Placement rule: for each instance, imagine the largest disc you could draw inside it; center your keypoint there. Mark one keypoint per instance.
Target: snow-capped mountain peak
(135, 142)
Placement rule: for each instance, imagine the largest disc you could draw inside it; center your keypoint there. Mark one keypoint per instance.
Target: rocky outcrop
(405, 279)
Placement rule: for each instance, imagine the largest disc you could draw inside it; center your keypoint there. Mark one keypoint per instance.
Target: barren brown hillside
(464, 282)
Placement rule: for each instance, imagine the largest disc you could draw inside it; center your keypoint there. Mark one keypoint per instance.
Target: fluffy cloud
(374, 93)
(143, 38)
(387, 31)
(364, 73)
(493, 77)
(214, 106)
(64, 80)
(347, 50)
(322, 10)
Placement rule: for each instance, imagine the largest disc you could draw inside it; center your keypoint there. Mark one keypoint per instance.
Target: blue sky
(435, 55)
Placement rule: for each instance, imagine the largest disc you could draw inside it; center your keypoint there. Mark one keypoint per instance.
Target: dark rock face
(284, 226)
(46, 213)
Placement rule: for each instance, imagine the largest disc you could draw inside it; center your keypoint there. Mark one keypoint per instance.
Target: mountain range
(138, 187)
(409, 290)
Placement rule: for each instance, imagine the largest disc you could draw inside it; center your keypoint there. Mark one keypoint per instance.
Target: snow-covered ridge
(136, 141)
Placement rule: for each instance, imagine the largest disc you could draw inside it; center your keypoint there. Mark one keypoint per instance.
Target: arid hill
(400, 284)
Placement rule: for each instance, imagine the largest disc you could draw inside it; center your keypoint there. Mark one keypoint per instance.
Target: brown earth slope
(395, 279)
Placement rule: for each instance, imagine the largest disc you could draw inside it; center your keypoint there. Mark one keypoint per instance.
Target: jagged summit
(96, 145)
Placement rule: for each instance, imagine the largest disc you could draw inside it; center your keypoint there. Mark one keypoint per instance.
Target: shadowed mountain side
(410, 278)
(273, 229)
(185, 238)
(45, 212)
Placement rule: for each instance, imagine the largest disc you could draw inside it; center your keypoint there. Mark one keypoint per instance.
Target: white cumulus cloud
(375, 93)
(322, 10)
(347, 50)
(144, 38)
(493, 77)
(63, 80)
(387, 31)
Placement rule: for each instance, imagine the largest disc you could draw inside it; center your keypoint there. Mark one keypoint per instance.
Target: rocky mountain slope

---------------

# Exercise
Copy out the line containing "Target: brown earth slope", then every line after it through the end of the listing, exactly and with nothing else.

# Answer space
Target: brown earth slope
(395, 279)
Placement rule: for each instance, imagine the largest disc you could draw inside it; center your keypoint there. Mark one keypoint per instance.
Target: jagged summit
(96, 145)
Placement rule: for each instance, imagine the largest disc you could draw inside it; center your keypoint there. Mark one keypoint per instance.
Target: shadowed mountain side
(410, 278)
(273, 229)
(185, 238)
(45, 212)
Placement rule: for each instance, imagine the largest disc you could draw inside it; center your keypoint there. Mark one keypoint per instance.
Target: white cumulus cloud
(375, 93)
(322, 10)
(347, 50)
(144, 38)
(493, 77)
(63, 80)
(387, 31)
Placement rule: for each instance, imagine the largest disc you could draw inside it; center your keypoint there. Mark one keypoint per instance.
Target: rocky mountain slope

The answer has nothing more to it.